== Task requirements ==
[A] Print the stretch of the passage on Hus from "Local roots" through "1333 to 1378.", copying it exactly.
[B] Output the stretch of the rows from the line containing "of the landing" through the last row, reproducing each line exactly.

== Page text ==
□ □ □ □ □
Recent scholars have protested the earlier tendency to depict Hus as a mere echo of English reformer John Wyclif (whose writings he knew and quoted) or a simple forerunner of Luther. These cautions are well taken.
Furthermore, unlike many other reformers, Hus retained much of Catholic theology. He did not teach the doctrine of justification by faith alone, a fact Luther noted when he observed that, unlike himself, Hus had attacked only the life, not the doctrine, of late medieval Catholicism.
All the same, Luther was not entirely without reason when he applied to himself the prophecy attributed to Hus as he faced the martyrs’ pyre: “Today you will roast a lean goose, but a hundred years from now you will hear a swan sing, whom you will leave unroasted and no trap or net will catch him for you.” Luther posted his theses 102 years later; soon after, he read Hus’s work and realized, “We are all Hussites without knowing it.”
Local roots
Hus’s work was deeply rooted in the Czech reform movement that was already well under way when Hus was born in 1372. The religious awakening in Bohemia was related to the emergence of the Czech language and the revival of national identity led by Charles IV, king and emperor, who ruled in Bohemia from 1333 to 1378.
□ □ □ □ □
== Extracted information ==
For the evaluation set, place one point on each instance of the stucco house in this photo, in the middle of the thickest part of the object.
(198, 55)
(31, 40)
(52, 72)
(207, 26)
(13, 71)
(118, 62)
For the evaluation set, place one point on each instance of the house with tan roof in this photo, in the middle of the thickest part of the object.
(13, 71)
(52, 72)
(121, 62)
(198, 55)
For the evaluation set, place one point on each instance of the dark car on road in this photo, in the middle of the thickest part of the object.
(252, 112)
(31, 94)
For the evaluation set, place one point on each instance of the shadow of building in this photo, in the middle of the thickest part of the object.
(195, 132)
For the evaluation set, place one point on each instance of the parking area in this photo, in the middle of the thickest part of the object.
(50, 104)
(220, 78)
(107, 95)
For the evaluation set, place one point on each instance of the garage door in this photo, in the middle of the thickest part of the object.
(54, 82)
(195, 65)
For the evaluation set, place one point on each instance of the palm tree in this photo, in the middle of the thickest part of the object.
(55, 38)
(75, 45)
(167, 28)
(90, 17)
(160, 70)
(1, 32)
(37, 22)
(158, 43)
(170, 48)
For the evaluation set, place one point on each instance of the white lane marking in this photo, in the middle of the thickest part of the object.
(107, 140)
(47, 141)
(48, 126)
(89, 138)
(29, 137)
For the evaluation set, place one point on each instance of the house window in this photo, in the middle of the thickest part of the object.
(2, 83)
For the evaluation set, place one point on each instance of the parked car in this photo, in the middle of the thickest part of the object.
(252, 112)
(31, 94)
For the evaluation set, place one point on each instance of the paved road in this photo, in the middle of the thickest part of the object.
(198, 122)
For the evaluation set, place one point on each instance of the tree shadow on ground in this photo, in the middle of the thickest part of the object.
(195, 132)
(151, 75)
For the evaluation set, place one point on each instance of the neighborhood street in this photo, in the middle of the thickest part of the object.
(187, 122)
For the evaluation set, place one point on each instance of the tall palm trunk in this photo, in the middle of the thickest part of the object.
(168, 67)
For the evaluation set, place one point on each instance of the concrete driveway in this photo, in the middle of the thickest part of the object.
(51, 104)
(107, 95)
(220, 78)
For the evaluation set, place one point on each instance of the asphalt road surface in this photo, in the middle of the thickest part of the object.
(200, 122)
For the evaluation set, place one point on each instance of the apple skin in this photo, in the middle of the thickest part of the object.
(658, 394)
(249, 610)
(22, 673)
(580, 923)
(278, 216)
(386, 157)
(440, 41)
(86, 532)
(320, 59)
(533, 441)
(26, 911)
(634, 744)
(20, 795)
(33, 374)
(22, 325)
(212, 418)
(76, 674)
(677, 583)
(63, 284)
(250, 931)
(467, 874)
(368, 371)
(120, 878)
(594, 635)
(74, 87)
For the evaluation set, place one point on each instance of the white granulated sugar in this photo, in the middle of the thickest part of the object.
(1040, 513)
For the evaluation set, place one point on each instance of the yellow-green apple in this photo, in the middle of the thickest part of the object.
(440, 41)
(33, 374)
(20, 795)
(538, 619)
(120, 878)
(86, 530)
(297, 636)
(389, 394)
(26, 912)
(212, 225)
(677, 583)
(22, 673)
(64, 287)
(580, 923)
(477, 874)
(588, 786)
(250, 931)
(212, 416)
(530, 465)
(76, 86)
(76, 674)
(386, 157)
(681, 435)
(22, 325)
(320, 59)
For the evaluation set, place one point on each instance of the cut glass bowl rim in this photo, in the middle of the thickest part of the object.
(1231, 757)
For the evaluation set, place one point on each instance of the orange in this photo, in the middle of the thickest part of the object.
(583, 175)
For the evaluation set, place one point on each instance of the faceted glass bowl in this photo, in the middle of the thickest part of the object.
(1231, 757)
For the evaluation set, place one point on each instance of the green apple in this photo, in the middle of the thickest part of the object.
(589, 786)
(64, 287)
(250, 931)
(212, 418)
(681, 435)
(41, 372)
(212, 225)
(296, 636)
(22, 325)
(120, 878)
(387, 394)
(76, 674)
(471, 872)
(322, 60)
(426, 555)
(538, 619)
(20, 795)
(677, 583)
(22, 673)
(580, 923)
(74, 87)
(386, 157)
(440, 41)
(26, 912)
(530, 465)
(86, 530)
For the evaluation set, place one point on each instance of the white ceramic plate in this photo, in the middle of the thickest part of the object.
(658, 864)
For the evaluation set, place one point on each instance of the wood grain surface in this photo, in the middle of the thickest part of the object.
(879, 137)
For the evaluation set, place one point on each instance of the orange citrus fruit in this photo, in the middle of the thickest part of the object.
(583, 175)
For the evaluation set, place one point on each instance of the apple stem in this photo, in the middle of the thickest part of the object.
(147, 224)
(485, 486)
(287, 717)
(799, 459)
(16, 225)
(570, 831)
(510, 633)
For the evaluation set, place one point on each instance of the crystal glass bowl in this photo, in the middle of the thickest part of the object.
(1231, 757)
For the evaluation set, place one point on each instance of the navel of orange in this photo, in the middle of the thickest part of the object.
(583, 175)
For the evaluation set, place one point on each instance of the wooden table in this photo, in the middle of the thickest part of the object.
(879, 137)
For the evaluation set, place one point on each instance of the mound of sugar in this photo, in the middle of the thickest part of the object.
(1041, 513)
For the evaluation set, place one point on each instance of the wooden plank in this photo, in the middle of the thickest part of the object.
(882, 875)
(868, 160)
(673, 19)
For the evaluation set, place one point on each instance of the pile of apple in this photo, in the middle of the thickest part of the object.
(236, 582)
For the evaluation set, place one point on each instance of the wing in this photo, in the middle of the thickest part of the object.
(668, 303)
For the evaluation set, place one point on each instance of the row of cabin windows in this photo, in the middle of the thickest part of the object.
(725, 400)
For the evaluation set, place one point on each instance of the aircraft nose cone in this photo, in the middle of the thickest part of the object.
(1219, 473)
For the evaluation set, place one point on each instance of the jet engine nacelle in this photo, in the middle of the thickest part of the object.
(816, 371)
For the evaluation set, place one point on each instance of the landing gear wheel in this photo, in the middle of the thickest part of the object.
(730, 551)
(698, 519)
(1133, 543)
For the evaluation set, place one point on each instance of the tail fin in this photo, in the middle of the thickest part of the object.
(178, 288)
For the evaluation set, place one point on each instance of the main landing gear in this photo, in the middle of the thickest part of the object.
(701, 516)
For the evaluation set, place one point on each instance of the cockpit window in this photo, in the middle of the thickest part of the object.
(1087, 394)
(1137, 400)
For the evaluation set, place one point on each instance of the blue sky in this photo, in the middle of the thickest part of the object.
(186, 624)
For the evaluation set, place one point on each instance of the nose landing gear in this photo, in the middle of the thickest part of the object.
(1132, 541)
□ □ □ □ □
== Solution set ==
[A]
Local roots
Hus’s work was deeply rooted in the Czech reform movement that was already well under way when Hus was born in 1372. The religious awakening in Bohemia was related to the emergence of the Czech language and the revival of national identity led by Charles IV, king and emperor, who ruled in Bohemia from 1333 to 1378.

[B]
For the evaluation set, place one point on each instance of the landing gear wheel in this photo, in the middle of the thickest part of the object.
(730, 551)
(698, 519)
(1133, 543)
For the evaluation set, place one point on each instance of the tail fin in this photo, in the middle of the thickest part of the object.
(178, 288)
For the evaluation set, place one point on each instance of the main landing gear in this photo, in the middle of the thickest part of the object.
(701, 516)
For the evaluation set, place one point on each instance of the cockpit window in this photo, in the middle of the thickest part of the object.
(1087, 394)
(1137, 400)
For the evaluation set, place one point on each instance of the blue sky in this photo, in the middle of the thickest part of the object.
(186, 624)
For the evaluation set, place one point on each instance of the nose landing gear in this photo, in the middle of the thickest part of the object.
(1132, 541)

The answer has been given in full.